TASK OBJECTIVE: Exact copies of all the records below should be returned.

Records from a data collection:
--------------------------------

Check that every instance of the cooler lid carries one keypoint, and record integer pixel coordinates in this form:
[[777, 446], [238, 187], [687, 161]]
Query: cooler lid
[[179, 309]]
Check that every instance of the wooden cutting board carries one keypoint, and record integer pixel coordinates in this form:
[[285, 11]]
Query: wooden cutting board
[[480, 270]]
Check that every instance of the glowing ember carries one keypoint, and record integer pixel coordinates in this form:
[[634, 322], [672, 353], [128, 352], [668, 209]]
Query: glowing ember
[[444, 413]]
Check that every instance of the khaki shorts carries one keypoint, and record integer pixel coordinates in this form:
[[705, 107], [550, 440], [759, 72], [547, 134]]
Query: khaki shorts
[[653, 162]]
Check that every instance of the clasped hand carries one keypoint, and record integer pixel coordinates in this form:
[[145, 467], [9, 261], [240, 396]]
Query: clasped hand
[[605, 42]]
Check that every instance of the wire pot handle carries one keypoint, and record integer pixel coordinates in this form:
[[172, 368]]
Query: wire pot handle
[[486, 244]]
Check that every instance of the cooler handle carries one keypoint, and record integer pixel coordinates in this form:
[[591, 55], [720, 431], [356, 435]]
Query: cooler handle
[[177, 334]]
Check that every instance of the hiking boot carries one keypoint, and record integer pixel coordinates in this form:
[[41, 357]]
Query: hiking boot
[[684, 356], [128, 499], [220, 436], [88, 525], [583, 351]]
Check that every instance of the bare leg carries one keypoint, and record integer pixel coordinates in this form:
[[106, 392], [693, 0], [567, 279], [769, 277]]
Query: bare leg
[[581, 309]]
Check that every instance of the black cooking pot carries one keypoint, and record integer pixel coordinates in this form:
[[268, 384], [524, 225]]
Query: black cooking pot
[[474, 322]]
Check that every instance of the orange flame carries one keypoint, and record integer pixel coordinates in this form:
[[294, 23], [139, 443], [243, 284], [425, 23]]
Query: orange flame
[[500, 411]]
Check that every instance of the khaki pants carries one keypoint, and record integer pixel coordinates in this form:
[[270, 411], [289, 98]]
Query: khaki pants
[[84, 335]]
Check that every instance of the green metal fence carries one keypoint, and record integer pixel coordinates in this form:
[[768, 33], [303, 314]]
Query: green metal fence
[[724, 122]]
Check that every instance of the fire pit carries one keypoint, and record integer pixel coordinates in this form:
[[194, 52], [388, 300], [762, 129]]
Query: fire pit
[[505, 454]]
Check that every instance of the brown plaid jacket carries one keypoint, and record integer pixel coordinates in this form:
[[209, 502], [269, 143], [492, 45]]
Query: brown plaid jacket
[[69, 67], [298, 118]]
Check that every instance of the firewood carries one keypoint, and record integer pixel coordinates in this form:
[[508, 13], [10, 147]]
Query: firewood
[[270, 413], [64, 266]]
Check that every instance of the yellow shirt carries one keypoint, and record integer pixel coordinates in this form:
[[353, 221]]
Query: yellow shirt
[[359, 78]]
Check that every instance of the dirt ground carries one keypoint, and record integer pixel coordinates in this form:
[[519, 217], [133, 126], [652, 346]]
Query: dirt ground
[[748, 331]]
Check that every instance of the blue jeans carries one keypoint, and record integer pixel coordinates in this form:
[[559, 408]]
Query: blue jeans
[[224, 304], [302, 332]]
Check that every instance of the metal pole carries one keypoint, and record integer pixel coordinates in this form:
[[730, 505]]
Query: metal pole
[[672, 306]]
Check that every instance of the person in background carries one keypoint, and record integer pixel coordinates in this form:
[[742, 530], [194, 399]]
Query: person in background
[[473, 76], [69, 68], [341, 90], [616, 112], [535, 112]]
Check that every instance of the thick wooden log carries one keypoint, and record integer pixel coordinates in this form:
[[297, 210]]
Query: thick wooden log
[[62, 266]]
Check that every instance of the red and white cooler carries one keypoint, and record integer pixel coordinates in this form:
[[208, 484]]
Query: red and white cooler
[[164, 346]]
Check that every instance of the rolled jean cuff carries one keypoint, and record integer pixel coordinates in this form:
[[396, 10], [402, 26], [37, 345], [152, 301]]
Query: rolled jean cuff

--------------------------------

ANSWER FOR THE TASK:
Check that every instance of the cooler lid carries one keypoint, and record integer pixel coordinates in this form:
[[777, 446], [238, 187], [687, 161]]
Query: cooler lid
[[179, 309]]
Check that every instance of the wooden cutting board carries one keypoint, and record integer pixel coordinates in this form:
[[285, 11]]
Query: wooden cutting board
[[480, 270]]
Check that every instance of the glowing ember carries one keypoint, and record integer pixel coordinates in this form:
[[634, 322], [672, 353], [128, 352], [668, 209]]
Query: glowing ember
[[444, 413]]
Check that every instance of the khaki shorts carries one keypoint, and record integer pixel coordinates in this form:
[[705, 107], [550, 440], [759, 72], [547, 134]]
Query: khaki shorts
[[653, 162]]
Check that every instance of the clasped hand carries one keypoint, and record integer pixel coordinates in this form:
[[145, 467], [9, 261], [240, 396]]
Query: clasped hand
[[605, 42]]
Check that every instance of the wire pot handle carries one keypoint, and record integer pixel coordinates in this form:
[[172, 368]]
Query: wire pot handle
[[486, 244]]
Check that every instance of the cooler handle carries one keypoint, and record integer pixel coordinates in this form:
[[591, 55], [720, 431], [356, 435]]
Query: cooler handle
[[177, 334]]
Check that every instance of the hiking boot carries one keypoint, and record integer pixel coordinates in this form:
[[41, 357]]
Query: hiking boot
[[684, 356], [128, 499], [220, 436], [88, 525], [583, 351]]
Check that every instance of the bare leg carries one keypoint, and record integer pixel coordinates in this form:
[[106, 392], [693, 0], [567, 279], [769, 277]]
Query: bare leg
[[581, 309]]
Check that every instance of the black cooking pot carries one keypoint, and record integer pixel coordinates in this form:
[[268, 384], [524, 225]]
Query: black cooking pot
[[474, 322]]
Check that every instance of the orange flame carries one keypoint, and record integer pixel coordinates in this form:
[[294, 23], [139, 443], [243, 284], [425, 23]]
Query: orange flame
[[500, 411]]
Check that every instance of the khaki pants carries one keypoint, and record integer pixel coordinates in this form:
[[270, 411], [289, 98]]
Query: khaki pants
[[84, 335]]
Check that every instance of the green metal fence carries one keypoint, and record integer pixel coordinates in this form:
[[768, 33], [303, 314]]
Query: green metal fence
[[724, 122]]
Check that every instance of the fire pit carries one keypoint, and record integer pixel coordinates in this form:
[[194, 52], [388, 300], [762, 129]]
Query: fire pit
[[505, 454]]
Check that every instance of the brown plaid jacket carries one keypoint, and record integer pixel coordinates in this form:
[[209, 502], [269, 143], [492, 45]]
Query: brown plaid jacket
[[69, 67], [298, 118]]
Check that every instance of the firewood carries one keypoint, and record integer pixel coordinates in this form:
[[508, 13], [10, 147]]
Query: firewood
[[270, 413], [64, 266]]
Check that every instance of the yellow shirt carries one keypoint, and record integer pixel coordinates in this form:
[[353, 221]]
Query: yellow shirt
[[359, 78]]
Check that every instance of the dirt ground carries one keypoint, and record integer pixel coordinates in this form:
[[519, 217], [133, 126], [652, 346]]
Query: dirt ground
[[748, 331]]
Check that every instance of the blue jeans carries one keypoint, and record integer pixel coordinates in this form:
[[559, 408]]
Query: blue jeans
[[224, 304], [302, 332]]
Check that every instance of the metal pole carries one keypoint, and record integer pixel coordinates in this form:
[[730, 505]]
Query: metal pole
[[672, 306]]
Check that every instance of the person in background carries one keypoint, and record integer pixel coordinates in this form:
[[742, 530], [194, 399]]
Query: person in background
[[473, 76], [69, 68], [341, 90], [616, 112], [535, 112]]
Check that every instance of the thick wooden log carries one keypoint, and record integer pixel coordinates in this form:
[[297, 210]]
Query: thick wooden log
[[62, 266]]
Check that every instance of the red and white cooler carries one keypoint, and record integer pixel coordinates in this form:
[[208, 484]]
Query: red and white cooler
[[164, 346]]
Check that every instance of the rolled jean cuff carries one keypoint, and record integer pixel coordinates in this form:
[[396, 10], [402, 26], [37, 345], [152, 301]]
Query: rolled jean cuff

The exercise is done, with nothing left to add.